** Opgave **
Citeer uit het fragment over de bestedingsruimte van woningcorporaties letterlijk de passage tussen "De IBW kan niet" en "op te pakken.", beide inbegrepen.

** Documentfragment **
De IBW van 2020 laat net als vorig jaar zien dat corporaties voor de korte termijn
over leencapaciteit beschikken om extra te investeren in de opgaven, bovenop bestaande
plannen.6In de periode 2020–2024 laat de landelijke optelsom zien dat er op sectorniveau in
de DAEB € 40,6 miljard additionele bestedingsruimte is voor nieuwbouw, of € 30,8 miljard
voor verbetering. Indien alle bestedingsruimte wordt ingezet voor huurmatiging, waarbij
er niets meer wordt besteed aan nieuwbouw of verbetering, kan dat voor hooguit zo’n
€ 1,0 miljard. De bestedingsdoelen zijn direct aan elkaar gerelateerd: per euro die
wordt besteed aan huurmatiging neemt de bestedingsruimte voor nieuwbouw of verbetering
af met tientallen euro’s. De besteding aan huurmatiging telt zoveel zwaarder omdat
het, in tegenstelling tot nieuwbouw, geen rendement genereert. De IBW is niet gelijk
verdeeld over de woningmarktregio’s: corporaties in regio’s met grote opgaven, zoals
Haaglanden/Midden-Holland/Rotterdam, hebben een duidelijker lager dan gemiddelde bestedingsruimte.
De IBW kan niet ingezet worden voor tekorten die volgen uit het onderzoek naar aanleiding
van de motie van het lid Ronnes c.s.
Onderzoek opgaven en middelen
Naar aanleiding van afspraken in de annex bij het Klimaatakkoord (Kamerstuk 32 813, nr. 342) en naar aanleiding van de motie van het lid Ronnes c.s., hebben het Ministerie van
Binnenlandse Zaken en Koninkrijksrelaties, het Ministerie van Financiën, het Ministerie
van Economische Zaken en Klimaat en Aedes gezamenlijk onderzocht of en in hoeverre
corporaties financieel in staat zijn om de maatschappelijke opgaven voor de korte
en lange termijn in voldoende mate op te pakken.

** Inhoud dataset **

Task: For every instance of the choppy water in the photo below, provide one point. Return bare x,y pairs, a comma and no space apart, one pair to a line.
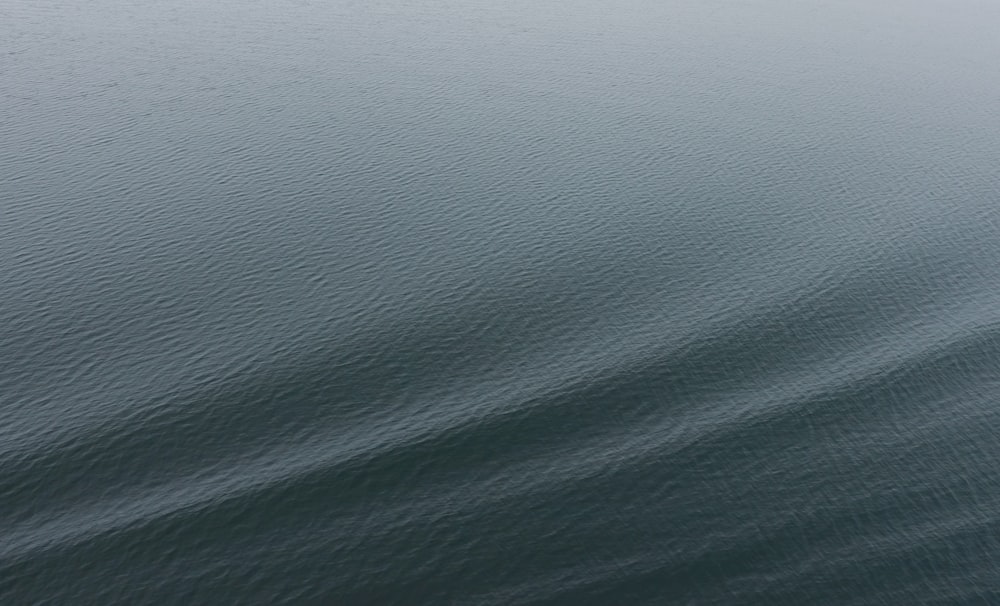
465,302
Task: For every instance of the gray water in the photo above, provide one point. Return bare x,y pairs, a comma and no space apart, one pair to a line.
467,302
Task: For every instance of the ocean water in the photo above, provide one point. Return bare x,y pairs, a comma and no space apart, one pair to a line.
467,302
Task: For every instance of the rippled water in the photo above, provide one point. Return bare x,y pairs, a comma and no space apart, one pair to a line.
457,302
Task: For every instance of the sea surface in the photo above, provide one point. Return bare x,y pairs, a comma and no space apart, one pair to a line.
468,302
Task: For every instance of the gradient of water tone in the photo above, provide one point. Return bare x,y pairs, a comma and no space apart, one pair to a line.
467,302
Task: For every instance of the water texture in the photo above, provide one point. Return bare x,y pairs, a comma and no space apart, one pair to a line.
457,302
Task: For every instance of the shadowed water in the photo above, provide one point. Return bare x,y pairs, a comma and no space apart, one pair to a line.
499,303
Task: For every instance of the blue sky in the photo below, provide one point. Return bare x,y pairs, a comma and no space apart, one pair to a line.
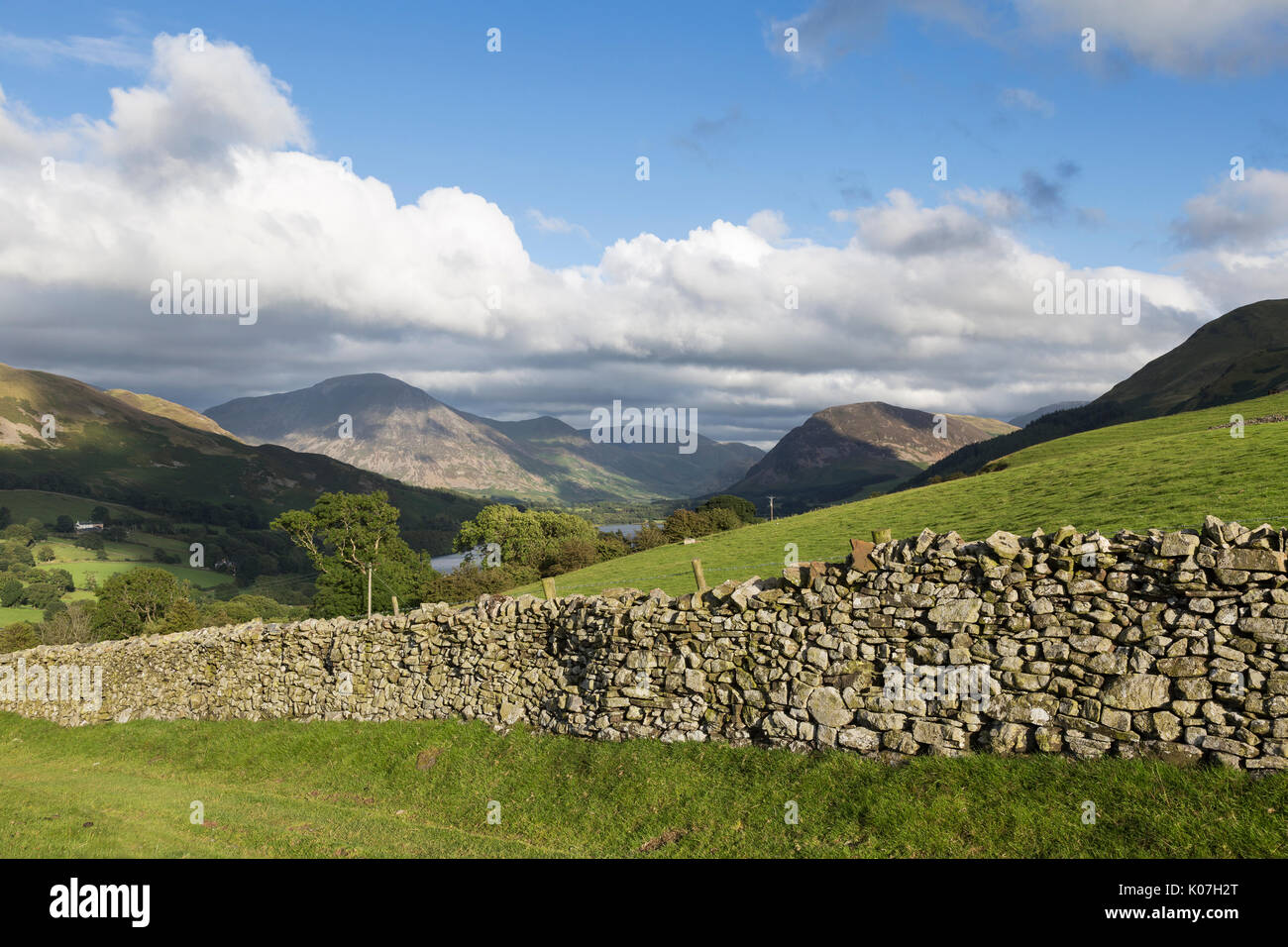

** Juist antwoord **
De IBW kan niet ingezet worden voor tekorten die volgen uit het onderzoek naar aanleiding
van de motie van het lid Ronnes c.s.
Onderzoek opgaven en middelen
Naar aanleiding van afspraken in de annex bij het Klimaatakkoord (Kamerstuk 32 813, nr. 342) en naar aanleiding van de motie van het lid Ronnes c.s., hebben het Ministerie van
Binnenlandse Zaken en Koninkrijksrelaties, het Ministerie van Financiën, het Ministerie
van Economische Zaken en Klimaat en Aedes gezamenlijk onderzocht of en in hoeverre
corporaties financieel in staat zijn om de maatschappelijke opgaven voor de korte
en lange termijn in voldoende mate op te pakken.